TEXT BLOCK:
------------------------------------
Sunday, 31 May 2026

Il Custode by Niccolò Ammaniti

 

Il Custode 

by Niccolò Ammaniti

Niccolò Ammaniti first emerged on the literary scene as one of the “Cannibals”, a group of young Italian authors whose work was featured in the anthology Gioventù Cannibale, a collection that brought into focus the darker, more violent underbelly of Il Bel Paese. This fascination with hard-hitting contemporary themes – organised crime, violence and drug use among them – has remained a defining thread throughout his subsequent fiction, including Io Non Ho Paura (2001) and Come Dio Comanda (2006), both adapted for the screen by Gabriele Salvatores, and Io e Te (2010), which was later filmed by Bernardo Bertolucci.

Yet other elements are equally characteristic of Ammaniti's fiction. His novels frequently contain a coming-of-age dimension; he is adept at appropriating the conventions of genre fiction for his own purposes (as in the dystopian, near-future world of Anna), and he often deploys a distinctly grotesque strain of dark humour.

All these tendencies converge in his latest novel, Il Custode, recently published by Einaudi. Its protagonist is Nilo Vasciaveo, a thirteen-year-old boy who, following the mysterious death of his father, lives with his mother and aunt in a small seaside village in Sicily. Nilo is living the throes of first love and, like most adolescents, dreams of escaping the confines of an otherwise uneventful existence. Yet, as his mother repeatedly reminds him, that is not an option. His family, it turns out, has inherited a peculiar responsibility: they are the custodians of a creature confined to the bathroom of their modest home.
------------------------------------
INSTRUCTIONS:
A - In the review of Il Custode, recast the paragraph beginning "Yet other elements are equally characteristic" as a short list that keeps its main facts.
B - According to the review of Il Custode, who published the novel?
C - From the review of Il Custode, reproduce word for word the passage starting with "Yet other elements" and going on through "of dark humour.".

PROVIDED MATERIAL:
------------------------------------
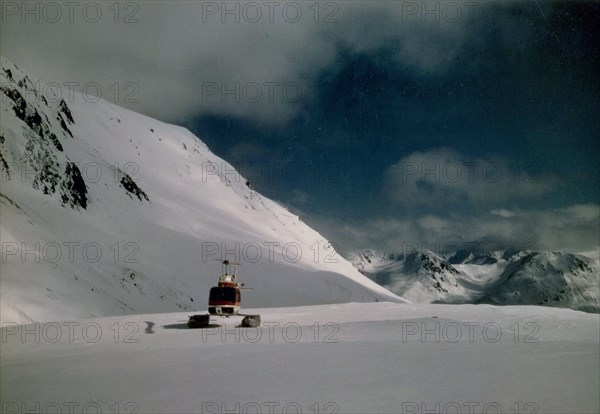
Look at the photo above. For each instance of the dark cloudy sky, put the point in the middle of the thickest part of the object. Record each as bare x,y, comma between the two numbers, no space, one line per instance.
382,124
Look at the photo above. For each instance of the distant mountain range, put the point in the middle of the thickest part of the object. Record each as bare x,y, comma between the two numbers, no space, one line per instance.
------------------------------------
WORKED SOLUTIONS:
A -
Other features typical of Ammaniti's fiction:
- a frequent coming-of-age dimension
- use of genre-fiction conventions for his own ends, as in the dystopian, near-future world of Anna
- a distinctly grotesque strain of dark humor

B - Einaudi.

C -
Yet other elements are equally characteristic of Ammaniti's fiction. His novels frequently contain a coming-of-age dimension; he is adept at appropriating the conventions of genre fiction for his own purposes (as in the dystopian, near-future world of Anna), and he often deploys a distinctly grotesque strain of dark humour.